* ASSIGNMENT
Bring back every record exactly, except for the pictures, which stay out.

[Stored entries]
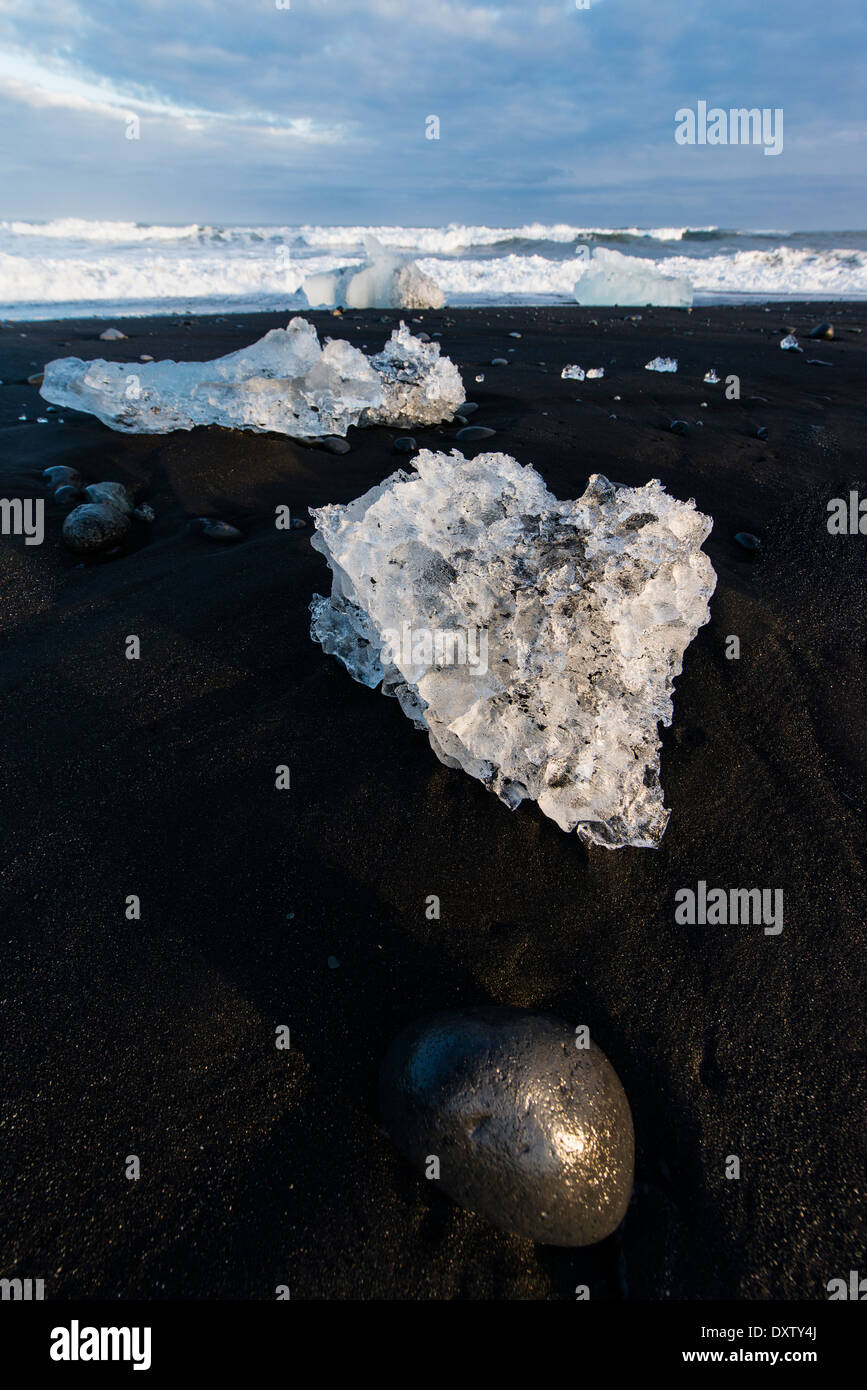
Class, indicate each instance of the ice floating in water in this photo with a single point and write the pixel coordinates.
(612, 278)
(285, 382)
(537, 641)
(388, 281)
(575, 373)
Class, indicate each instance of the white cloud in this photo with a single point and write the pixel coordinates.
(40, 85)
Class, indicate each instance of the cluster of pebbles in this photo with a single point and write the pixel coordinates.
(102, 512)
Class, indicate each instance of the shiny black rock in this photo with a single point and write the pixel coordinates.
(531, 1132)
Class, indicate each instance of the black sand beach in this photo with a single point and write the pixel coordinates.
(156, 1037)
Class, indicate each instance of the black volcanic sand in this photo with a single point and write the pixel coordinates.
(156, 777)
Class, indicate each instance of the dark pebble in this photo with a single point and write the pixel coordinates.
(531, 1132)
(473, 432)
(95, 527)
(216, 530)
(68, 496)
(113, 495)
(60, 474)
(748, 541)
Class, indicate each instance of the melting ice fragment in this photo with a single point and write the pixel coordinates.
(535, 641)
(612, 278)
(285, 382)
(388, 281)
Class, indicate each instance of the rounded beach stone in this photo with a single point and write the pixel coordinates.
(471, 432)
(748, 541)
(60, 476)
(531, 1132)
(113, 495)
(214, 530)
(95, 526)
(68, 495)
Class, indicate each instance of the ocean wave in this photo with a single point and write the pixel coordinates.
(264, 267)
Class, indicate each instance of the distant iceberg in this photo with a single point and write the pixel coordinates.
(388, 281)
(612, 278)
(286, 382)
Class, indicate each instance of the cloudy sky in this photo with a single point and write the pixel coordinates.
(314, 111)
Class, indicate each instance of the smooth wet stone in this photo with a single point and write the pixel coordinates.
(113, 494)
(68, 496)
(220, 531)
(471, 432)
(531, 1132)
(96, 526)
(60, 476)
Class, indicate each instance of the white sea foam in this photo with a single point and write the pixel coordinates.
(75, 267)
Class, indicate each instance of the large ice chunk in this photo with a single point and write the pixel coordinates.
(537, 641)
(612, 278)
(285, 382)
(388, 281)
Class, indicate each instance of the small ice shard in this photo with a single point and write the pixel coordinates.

* SOLUTION BELOW
Class, indicate each instance of the ice floating in water in this photo with a single point and write the pixel coordinates.
(612, 278)
(285, 382)
(537, 641)
(388, 281)
(575, 373)
Class, indicate each instance of the white cloud in this photo with a single point and write the pixel coordinates.
(40, 85)
Class, indicate each instance of the cluster of pebbles in this photo with a single point and write the pixel coordinates.
(102, 512)
Class, indicate each instance of the shiny black rock in this photo with a single point and write the pixel coordinates.
(531, 1132)
Class, indicate each instance of the black sand beach in this photo with a single point and write the pixel coordinates.
(156, 1037)
Class, indicate each instance of the black volcanic sand in this photo with a single point and write the pixel coordinates.
(156, 777)
Class, indicate each instance of the dark pebble in this photo with a single point and write the pixel coordinates.
(531, 1132)
(473, 432)
(95, 527)
(216, 530)
(68, 496)
(113, 495)
(60, 474)
(748, 541)
Class, indicate each instance of the melting ice fragment in this photo with a single point and write the pixel coordinates.
(535, 641)
(612, 278)
(285, 382)
(388, 281)
Class, indicate each instance of the rounded beach stone in this photo with a single point and write the pixel coordinates.
(471, 432)
(748, 541)
(60, 476)
(531, 1132)
(113, 495)
(214, 530)
(95, 526)
(68, 495)
Class, indicate each instance of the ocean wave in this photo with a single point and write the pixel coordinates.
(264, 267)
Class, indicate each instance of the distant iceberg in this photo with a single point and write the pixel coordinates.
(388, 281)
(612, 278)
(286, 382)
Class, indicate each instance of the cloudy sky in this photo with a single point and write the pixel coordinates.
(314, 111)
Class, indicate each instance of the smooth wet stone in this photo with a single point and write the pixel coordinates.
(113, 494)
(68, 496)
(220, 531)
(471, 432)
(531, 1132)
(96, 526)
(60, 476)
Class, indicate each instance of the white sea foam in this photo with a single point and write the pixel coordinates.
(75, 267)
Class, indicate each instance of the large ice chunk in this photo with a single point and write the pixel coordinates.
(537, 641)
(612, 278)
(285, 382)
(388, 281)
Class, indicate each instance of the small ice shard in this photo with a single point and write the pixel coordinates.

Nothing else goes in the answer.